GIVEN INSTRUCTION.
Select and copy every line of the items below that contains the word "frame", matching case exactly.

PROVIDED MATERIAL.

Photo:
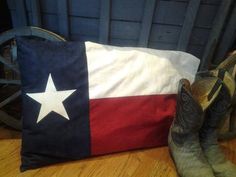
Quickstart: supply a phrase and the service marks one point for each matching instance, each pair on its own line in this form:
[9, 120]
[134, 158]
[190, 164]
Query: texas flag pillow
[87, 99]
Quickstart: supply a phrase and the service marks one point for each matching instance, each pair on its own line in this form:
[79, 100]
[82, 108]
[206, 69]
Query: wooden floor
[142, 163]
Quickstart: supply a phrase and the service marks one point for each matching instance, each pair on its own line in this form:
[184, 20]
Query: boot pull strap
[214, 89]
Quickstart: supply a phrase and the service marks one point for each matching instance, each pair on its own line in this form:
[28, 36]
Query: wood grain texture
[146, 23]
[215, 34]
[104, 26]
[154, 162]
[36, 13]
[188, 25]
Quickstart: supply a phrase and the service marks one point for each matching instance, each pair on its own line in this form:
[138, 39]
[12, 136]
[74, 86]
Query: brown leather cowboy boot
[213, 119]
[183, 138]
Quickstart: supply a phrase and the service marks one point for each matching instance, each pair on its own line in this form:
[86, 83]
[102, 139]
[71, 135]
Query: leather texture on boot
[208, 135]
[184, 138]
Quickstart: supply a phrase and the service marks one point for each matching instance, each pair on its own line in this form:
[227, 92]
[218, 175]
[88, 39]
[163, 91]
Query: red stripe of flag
[119, 124]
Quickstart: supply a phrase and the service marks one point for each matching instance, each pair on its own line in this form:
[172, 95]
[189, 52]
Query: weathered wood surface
[104, 24]
[188, 25]
[127, 23]
[215, 34]
[154, 162]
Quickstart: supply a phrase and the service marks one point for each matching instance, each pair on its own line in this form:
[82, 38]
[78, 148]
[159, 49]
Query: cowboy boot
[208, 134]
[183, 137]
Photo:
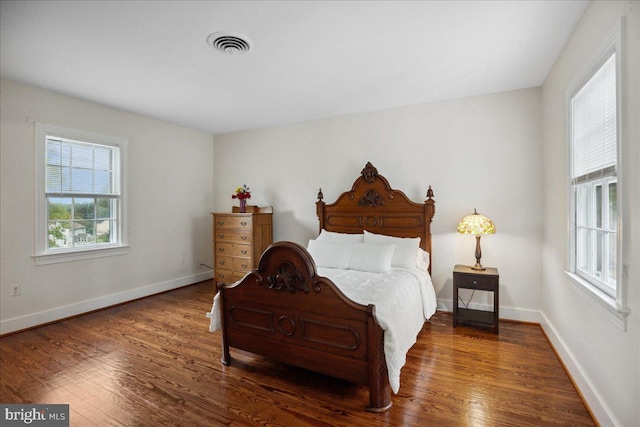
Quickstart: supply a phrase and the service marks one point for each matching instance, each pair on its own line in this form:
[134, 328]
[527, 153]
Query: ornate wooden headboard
[373, 205]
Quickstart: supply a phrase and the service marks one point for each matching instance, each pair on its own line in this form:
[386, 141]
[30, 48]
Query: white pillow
[352, 256]
[422, 261]
[406, 248]
[331, 236]
[330, 254]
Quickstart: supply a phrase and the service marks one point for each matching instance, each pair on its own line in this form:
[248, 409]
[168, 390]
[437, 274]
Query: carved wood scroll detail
[369, 173]
[287, 278]
[371, 199]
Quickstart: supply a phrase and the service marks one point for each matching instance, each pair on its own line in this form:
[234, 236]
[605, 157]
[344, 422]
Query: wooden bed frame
[285, 311]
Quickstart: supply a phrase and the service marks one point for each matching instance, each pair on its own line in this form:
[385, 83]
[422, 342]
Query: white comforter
[404, 299]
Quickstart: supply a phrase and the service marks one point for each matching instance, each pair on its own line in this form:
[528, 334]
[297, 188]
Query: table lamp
[478, 225]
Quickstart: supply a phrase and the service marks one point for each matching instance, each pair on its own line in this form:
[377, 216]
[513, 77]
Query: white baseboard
[47, 316]
[598, 408]
[518, 314]
[591, 396]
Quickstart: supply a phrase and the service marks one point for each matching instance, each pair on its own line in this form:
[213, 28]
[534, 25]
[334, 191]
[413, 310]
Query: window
[80, 198]
[594, 144]
[596, 180]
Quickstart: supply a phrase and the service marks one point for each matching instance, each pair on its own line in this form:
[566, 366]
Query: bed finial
[429, 193]
[369, 173]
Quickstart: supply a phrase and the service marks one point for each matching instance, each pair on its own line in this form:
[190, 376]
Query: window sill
[604, 303]
[45, 259]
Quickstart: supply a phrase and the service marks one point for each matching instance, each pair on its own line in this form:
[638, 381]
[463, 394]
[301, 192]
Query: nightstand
[482, 280]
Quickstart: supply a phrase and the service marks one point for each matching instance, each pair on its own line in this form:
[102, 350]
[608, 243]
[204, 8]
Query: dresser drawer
[233, 249]
[228, 276]
[476, 282]
[230, 235]
[233, 222]
[231, 263]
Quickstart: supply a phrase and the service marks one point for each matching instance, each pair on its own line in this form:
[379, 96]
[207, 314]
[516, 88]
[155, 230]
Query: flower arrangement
[242, 193]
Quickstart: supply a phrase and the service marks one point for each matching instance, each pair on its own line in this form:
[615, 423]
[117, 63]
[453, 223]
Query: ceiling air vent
[230, 43]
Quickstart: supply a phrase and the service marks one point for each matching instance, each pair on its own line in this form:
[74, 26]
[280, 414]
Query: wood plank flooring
[153, 362]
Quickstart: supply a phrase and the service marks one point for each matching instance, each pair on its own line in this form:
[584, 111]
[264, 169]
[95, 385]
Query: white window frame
[613, 307]
[43, 254]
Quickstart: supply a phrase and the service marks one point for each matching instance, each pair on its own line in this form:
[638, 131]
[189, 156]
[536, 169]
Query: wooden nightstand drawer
[233, 263]
[477, 282]
[233, 222]
[239, 239]
[235, 236]
[232, 249]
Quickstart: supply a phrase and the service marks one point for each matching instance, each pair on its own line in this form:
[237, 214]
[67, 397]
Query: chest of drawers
[238, 241]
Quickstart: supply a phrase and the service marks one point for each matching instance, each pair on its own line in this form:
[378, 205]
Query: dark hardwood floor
[153, 362]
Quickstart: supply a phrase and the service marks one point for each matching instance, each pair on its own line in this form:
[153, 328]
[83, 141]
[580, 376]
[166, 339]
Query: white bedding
[404, 299]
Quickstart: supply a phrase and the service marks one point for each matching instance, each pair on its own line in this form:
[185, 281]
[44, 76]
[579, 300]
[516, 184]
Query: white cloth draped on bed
[404, 299]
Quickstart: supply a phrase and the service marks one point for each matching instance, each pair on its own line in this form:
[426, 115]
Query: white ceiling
[311, 59]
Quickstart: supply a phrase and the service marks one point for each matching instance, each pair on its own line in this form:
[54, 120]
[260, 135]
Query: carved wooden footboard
[285, 311]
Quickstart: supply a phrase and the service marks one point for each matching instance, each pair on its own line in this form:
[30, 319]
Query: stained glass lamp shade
[477, 225]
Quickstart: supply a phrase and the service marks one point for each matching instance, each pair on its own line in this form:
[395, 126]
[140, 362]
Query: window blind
[594, 125]
[75, 168]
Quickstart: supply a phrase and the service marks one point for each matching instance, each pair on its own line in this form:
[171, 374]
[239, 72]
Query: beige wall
[169, 199]
[482, 152]
[603, 359]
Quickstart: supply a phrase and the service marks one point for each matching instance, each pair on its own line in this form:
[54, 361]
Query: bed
[289, 308]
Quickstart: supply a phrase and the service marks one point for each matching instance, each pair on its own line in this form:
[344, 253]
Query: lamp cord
[466, 305]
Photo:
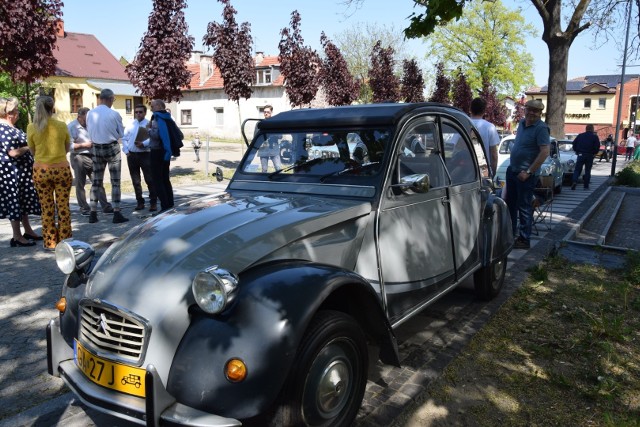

SOLUTION FOR THIS TASK.
Query: wooden bed frame
Query: white window frame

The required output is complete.